(Written instruction): Take all the material and copy it exactly.

-=-=-=-=-

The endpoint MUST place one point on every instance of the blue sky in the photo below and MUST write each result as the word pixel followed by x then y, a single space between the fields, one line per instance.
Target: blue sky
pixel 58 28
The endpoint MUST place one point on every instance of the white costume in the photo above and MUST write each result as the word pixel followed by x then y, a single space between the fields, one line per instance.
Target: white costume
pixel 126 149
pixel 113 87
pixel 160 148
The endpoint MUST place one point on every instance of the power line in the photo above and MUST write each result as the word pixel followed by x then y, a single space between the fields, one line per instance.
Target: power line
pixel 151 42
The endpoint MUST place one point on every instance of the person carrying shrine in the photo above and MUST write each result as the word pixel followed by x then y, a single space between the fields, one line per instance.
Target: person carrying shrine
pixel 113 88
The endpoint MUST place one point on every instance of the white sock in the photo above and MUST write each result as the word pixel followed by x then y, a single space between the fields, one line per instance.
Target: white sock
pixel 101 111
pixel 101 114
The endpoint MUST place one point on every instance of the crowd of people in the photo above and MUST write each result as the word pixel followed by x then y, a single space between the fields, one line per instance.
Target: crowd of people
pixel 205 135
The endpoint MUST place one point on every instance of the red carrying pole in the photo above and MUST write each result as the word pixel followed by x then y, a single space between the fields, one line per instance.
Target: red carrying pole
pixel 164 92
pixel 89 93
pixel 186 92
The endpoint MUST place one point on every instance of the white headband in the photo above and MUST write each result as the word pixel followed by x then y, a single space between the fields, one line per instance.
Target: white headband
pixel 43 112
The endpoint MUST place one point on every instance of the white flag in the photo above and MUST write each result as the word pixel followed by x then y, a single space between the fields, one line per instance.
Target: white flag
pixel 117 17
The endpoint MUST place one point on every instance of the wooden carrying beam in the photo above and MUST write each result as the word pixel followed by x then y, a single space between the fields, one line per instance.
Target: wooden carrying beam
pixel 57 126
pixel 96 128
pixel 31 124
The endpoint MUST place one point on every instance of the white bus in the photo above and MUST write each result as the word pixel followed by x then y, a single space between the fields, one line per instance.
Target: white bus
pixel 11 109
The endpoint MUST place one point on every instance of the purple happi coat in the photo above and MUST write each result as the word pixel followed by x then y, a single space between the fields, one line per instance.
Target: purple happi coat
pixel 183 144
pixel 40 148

-=-=-=-=-

(Expected answer):
The endpoint MUST place one point on every instance of the blue sky in the photo below and MUST write each result as the word pixel followed by x then y, a single space between the fields, one line per instance.
Target: blue sky
pixel 58 28
The endpoint MUST place one point on every instance of the white costume in the photo above and MUST write each result as the word pixel followed by x then y, a single space between the fields, one line per instance.
Target: white costume
pixel 126 149
pixel 113 87
pixel 160 148
The endpoint MUST place one point on every instance of the power line in the photo above and MUST write each result as the word pixel followed by x then y, a single space between the fields, one line per instance.
Target: power line
pixel 151 42
The endpoint MUST place one point on every instance of the person carrying shrine in the photo above and MUST write each result as the word pixel followed by x then y, a single space between the fields, one line per instance.
Target: person carrying shrine
pixel 113 88
The endpoint MUST place one point on every instance of the white sock in the photo above and MUST write each result as the word pixel followed by x then y, a single space between the fields, one line per instance.
Target: white sock
pixel 101 111
pixel 101 114
The endpoint MUST place one point on every instance of the crowd of people in the photo above and MUST write each result as the word pixel followed by x then y, a single space between the fields, one line per instance.
Target: crowd of people
pixel 205 135
The endpoint MUST place one point on every instance of the red carrying pole in the photo above and MUST write each result as the word pixel followed by x then y, a single space between the fields, one line per instance.
Target: red carrying pole
pixel 164 92
pixel 89 93
pixel 186 92
The endpoint MUST place one point on every instance of the white headband in the photo above and MUST write each result as the word pixel followed by x then y, a single space between the fields, one line per instance.
Target: white headband
pixel 43 112
The endpoint MUST place one point on every instance of the white flag in the photo above and MUST write each result as the word pixel followed by x then y, a single space between the fields, one line per instance.
Target: white flag
pixel 117 17
The endpoint MUST place one point on every instance of the wooden carrying beam in the photo above and MUST write each result as the word pixel followed by x then y, a single space between the fields, one line per instance.
Target: wooden carrying beam
pixel 57 126
pixel 96 128
pixel 31 124
The endpoint MUST place one point on every instance of the white bus in the photo above and MUST write each result as the word pixel followed by x then y, a single space between the fields, one line per instance.
Target: white bus
pixel 11 109
The endpoint MUST place one point on every instance of the purple happi coat in the photo above and MUST write each result as the word pixel followed by x then y, a single space between the fields, one line per instance.
Target: purple happi coat
pixel 183 144
pixel 40 148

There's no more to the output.